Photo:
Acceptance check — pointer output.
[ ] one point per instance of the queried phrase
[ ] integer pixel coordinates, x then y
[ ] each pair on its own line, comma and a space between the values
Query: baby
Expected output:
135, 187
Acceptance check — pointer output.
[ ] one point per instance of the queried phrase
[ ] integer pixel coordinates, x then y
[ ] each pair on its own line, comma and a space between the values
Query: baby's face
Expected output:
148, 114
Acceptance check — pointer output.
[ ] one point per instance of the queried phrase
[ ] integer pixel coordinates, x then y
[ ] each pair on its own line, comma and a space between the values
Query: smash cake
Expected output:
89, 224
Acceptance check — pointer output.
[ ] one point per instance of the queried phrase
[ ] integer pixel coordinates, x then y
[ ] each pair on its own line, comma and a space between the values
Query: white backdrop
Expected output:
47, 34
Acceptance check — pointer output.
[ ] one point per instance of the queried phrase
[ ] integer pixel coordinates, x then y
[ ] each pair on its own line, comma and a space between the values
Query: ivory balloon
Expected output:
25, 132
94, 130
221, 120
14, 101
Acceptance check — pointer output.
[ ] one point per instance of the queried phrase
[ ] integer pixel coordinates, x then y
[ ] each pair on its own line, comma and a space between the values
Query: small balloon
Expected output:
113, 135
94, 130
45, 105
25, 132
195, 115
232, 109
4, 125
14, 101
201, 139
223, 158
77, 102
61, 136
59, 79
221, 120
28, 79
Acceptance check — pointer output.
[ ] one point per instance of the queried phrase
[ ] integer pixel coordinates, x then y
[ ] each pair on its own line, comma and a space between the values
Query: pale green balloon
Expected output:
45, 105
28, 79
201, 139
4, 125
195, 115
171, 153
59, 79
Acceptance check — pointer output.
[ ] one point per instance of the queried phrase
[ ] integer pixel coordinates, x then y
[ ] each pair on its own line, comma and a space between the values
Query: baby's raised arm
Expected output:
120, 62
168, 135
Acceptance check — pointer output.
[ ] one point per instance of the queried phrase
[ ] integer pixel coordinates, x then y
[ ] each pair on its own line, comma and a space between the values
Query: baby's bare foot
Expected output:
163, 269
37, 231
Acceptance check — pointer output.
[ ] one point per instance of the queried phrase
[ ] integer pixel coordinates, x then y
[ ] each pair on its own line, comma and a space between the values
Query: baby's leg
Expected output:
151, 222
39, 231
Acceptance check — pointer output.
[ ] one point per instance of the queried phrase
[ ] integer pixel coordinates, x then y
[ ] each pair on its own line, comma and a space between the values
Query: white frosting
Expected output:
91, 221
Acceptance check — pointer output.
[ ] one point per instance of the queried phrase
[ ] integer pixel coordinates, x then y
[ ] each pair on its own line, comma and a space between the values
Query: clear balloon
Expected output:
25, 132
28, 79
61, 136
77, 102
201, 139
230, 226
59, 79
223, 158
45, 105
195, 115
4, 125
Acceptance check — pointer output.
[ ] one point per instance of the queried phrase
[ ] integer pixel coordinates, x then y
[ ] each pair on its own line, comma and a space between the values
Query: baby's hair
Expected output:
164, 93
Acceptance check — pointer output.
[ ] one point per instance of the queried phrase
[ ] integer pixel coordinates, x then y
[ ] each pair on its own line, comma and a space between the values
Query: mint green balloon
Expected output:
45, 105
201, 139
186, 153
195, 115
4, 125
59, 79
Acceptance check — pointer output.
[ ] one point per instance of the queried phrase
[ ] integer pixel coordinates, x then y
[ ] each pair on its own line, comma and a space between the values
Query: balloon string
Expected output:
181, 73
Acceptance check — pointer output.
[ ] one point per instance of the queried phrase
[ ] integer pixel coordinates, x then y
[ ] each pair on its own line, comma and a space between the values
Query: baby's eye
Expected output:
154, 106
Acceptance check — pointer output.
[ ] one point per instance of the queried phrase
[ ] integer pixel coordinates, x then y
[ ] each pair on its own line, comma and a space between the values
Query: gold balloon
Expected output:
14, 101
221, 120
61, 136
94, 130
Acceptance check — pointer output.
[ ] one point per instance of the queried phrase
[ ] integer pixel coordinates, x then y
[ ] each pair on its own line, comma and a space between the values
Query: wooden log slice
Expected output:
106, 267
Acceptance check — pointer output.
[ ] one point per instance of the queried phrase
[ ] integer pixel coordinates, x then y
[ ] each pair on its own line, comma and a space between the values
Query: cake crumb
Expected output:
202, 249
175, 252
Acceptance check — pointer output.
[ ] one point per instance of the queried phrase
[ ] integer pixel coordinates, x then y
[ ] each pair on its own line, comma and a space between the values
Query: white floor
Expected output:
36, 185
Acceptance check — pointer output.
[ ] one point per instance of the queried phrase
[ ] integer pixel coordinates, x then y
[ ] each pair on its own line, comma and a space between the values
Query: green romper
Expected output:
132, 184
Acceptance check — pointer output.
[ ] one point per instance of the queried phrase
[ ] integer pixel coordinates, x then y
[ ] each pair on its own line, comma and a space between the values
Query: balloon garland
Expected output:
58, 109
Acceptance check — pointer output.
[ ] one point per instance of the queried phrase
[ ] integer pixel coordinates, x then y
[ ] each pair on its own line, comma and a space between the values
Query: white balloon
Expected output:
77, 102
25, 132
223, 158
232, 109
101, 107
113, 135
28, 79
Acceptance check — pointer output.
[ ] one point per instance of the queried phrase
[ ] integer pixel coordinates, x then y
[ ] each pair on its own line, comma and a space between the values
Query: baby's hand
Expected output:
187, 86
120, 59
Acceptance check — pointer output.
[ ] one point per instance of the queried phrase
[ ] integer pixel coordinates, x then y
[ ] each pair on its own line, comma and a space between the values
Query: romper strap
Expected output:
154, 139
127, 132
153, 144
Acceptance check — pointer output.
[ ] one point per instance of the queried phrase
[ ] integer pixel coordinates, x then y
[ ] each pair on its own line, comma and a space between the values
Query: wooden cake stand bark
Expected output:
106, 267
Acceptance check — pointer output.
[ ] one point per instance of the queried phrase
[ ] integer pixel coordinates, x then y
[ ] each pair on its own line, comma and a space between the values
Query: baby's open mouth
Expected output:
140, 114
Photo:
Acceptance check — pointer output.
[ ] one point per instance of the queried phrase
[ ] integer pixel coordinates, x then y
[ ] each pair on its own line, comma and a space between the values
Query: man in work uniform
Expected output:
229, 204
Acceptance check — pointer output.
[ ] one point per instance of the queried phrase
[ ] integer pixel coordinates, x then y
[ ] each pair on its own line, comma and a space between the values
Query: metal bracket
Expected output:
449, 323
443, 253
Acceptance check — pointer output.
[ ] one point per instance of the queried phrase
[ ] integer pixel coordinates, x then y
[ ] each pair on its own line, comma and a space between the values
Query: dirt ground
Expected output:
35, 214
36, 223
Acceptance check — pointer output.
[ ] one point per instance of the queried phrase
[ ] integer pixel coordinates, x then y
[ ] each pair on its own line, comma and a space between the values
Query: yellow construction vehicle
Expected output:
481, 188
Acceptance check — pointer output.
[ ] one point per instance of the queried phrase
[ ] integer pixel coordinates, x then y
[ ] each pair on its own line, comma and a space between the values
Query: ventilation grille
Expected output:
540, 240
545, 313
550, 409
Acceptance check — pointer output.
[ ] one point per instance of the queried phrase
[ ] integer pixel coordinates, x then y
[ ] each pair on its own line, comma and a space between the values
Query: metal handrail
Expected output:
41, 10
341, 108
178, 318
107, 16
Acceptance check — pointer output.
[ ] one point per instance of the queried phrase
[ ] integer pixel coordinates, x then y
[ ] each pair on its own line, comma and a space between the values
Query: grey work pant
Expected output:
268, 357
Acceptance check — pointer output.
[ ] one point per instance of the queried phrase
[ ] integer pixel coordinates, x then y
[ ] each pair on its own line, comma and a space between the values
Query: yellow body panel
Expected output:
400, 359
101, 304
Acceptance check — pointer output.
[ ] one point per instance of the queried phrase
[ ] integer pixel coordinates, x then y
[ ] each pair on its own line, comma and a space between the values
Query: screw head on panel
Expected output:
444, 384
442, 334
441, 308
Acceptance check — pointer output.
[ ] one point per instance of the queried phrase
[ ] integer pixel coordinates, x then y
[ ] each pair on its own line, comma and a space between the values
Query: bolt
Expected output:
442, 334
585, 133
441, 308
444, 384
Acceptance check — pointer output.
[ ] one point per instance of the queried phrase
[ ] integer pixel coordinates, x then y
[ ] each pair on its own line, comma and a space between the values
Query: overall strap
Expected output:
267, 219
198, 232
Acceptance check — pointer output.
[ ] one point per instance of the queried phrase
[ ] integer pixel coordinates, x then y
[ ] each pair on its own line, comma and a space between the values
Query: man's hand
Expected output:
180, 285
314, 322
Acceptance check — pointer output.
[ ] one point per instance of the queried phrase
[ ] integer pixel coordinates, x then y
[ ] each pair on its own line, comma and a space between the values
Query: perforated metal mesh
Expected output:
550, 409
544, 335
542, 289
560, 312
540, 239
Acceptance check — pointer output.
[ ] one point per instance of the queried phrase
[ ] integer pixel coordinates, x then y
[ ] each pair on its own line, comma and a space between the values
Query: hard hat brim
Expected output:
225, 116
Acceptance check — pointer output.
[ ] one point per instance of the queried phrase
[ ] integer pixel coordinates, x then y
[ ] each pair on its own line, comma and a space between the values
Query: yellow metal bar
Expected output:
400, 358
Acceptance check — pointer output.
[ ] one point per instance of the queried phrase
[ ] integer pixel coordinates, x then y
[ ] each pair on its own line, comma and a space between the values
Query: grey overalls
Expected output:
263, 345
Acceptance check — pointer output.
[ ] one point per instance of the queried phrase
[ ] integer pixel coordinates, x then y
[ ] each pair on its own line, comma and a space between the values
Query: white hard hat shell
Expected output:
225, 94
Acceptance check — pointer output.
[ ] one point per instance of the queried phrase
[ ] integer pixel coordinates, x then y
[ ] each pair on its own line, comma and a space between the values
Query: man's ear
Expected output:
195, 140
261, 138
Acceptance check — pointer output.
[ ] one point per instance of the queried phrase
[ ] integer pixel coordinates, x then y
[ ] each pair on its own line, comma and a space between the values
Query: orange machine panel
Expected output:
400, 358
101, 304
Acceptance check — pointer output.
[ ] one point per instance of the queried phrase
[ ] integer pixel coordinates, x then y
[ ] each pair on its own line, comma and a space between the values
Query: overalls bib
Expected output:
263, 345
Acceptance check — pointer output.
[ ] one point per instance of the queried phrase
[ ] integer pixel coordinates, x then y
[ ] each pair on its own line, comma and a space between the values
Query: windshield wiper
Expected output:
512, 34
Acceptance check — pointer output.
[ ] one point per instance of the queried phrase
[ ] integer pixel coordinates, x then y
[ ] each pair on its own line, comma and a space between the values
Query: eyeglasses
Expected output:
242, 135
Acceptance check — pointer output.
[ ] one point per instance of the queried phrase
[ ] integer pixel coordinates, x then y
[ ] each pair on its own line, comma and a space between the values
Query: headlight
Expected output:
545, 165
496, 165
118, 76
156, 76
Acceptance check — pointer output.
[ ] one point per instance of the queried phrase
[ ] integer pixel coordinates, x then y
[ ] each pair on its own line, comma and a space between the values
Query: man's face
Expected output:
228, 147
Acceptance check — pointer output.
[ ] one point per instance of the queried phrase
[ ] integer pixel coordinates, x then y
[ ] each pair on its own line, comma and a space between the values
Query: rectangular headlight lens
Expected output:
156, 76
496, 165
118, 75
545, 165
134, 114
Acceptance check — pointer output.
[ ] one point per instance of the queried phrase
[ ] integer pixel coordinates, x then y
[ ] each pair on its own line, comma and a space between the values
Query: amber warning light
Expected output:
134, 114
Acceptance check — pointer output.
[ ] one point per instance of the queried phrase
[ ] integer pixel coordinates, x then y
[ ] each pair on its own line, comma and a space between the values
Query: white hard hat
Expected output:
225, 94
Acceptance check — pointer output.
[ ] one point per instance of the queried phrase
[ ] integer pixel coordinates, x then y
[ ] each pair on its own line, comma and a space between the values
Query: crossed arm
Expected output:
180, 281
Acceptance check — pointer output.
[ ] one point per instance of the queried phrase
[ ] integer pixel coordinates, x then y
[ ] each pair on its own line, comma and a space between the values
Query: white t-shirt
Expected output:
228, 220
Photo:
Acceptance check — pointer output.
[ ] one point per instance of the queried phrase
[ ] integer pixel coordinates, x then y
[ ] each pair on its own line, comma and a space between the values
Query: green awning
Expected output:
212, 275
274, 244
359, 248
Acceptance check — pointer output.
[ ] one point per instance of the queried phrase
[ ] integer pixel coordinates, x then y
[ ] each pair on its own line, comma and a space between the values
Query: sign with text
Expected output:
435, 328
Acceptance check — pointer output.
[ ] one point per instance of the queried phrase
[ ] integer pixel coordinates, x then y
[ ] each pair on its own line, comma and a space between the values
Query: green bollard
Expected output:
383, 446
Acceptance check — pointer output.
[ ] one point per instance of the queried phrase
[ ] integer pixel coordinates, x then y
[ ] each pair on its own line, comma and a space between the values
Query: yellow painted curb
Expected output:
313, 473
________
_Your instructions:_ Count the lines in the records above that contain the word "overalls", and reply with only that number.

_Exercise response:_ 2